===== Textabschnitt
Leipzig. Der Leipziger Schriftsteller Werner Heiduczek ist mit 92 Jahren gestorben. Sein Roman „Tod am Meer“ wurde ein Jahr nach seinem Erscheinen verboten.

In Werner Heiduczeks 1977 erschienenem Roman „Tod am Meer“ erleidet der Leipziger Schriftsteller Jablonski in Bulgarien einen Schlaganfall und stirbt wenige Wochen später im Krankenhaus. Zuvor aber legt er noch eine Art Lebensbeichte ab, in der er mit Kritik und Selbstkritik nicht spart. Das Buch wurde ein Jahr nach seinem Erscheinen in der DDR verboten, nachdem der sowjetische Botschafter bei Erich Honecker interveniert und dem Autor „antisowjetische Propaganda“ vorgeworfen hatte, da dort unter anderem von Vergewaltigungen deutscher Frauen durch Angehörige der Roten Armee am Ende des Zweiten Weltkriegs die Rede ist.

Dass nun, im Alter von 92 Jahren, auch der Autor an den Folgen eines Schlaganfalls gestorben ist, ist einer jener seltsamen Zufälle, die das Leben schreibt. Dennoch hatte das Buch, über das dereinst heftig gestritten wurde und das heute in über 20 Sprachen übersetzt ist, viel mit Heiduczeks Biografie zu tun. Er stammte wie sein Held aus Oberschlesien, arbeitete in den 60er-Jahren als Deutschlehrer im bulgarischen Burgas und begrüßte zunächst den Aufbau der DDR-Gesellschaft, bis ihn die Widersprüche zur Kritik an den tatsächlichen Verhältnissen und zur Revidierung seiner Haltung veranlassten.

Von der teils heftigen Kritik, die der Roman auch vonseiten der DDR-Medien erfuhr, erholte sich Heidu-czek lange Zeit nicht. Er zog sich zurück und schrieb Kinderbücher und Märchen, darunter die wunderbare Parabel „Das verschenkte Weinen“.
==========
Probier es aus:
In welcher bulgarischen Stadt arbeitete Werner Heiduczek laut dem Nachruf in den 60er-Jahren als Deutschlehrer?
===== Gezeigtes Material
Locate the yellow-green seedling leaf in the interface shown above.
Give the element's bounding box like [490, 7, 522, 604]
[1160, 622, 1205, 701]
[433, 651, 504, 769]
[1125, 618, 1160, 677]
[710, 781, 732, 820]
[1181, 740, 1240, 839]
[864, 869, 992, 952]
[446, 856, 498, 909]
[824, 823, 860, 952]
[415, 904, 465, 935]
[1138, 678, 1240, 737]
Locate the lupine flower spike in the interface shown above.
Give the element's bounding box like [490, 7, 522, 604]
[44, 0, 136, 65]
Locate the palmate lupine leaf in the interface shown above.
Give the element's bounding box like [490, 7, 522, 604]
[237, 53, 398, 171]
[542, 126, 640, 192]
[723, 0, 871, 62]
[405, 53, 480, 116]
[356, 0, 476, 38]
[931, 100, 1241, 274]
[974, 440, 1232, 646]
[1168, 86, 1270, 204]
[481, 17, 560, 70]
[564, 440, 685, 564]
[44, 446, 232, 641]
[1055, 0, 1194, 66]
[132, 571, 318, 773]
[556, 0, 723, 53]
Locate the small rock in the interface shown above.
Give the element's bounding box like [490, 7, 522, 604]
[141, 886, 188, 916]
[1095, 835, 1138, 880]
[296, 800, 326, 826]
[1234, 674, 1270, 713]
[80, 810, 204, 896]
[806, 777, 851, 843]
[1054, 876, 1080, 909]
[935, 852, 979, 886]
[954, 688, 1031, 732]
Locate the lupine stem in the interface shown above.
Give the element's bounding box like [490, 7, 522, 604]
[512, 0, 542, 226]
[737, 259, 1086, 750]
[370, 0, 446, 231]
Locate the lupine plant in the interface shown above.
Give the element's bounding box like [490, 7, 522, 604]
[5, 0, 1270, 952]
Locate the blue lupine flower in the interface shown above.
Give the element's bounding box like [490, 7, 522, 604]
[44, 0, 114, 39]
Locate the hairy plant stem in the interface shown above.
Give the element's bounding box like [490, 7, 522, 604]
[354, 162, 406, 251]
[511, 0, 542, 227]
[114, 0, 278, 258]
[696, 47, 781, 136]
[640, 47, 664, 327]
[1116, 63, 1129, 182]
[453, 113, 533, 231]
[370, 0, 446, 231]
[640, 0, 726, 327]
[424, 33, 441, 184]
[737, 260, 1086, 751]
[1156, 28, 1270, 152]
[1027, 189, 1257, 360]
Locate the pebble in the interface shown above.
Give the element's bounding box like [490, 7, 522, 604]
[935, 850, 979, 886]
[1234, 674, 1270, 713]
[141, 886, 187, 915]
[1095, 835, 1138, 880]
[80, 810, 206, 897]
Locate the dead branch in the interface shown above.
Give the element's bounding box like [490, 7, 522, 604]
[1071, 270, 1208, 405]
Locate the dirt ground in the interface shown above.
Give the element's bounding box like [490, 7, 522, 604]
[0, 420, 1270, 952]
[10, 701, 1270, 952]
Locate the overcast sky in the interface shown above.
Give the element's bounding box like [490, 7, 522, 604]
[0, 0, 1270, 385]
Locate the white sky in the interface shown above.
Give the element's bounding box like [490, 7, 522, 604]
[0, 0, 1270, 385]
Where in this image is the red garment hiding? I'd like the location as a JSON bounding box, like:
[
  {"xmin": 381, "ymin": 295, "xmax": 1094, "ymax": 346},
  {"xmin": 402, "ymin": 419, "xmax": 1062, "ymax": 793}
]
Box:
==========
Antwort zur Übung:
In Burgas.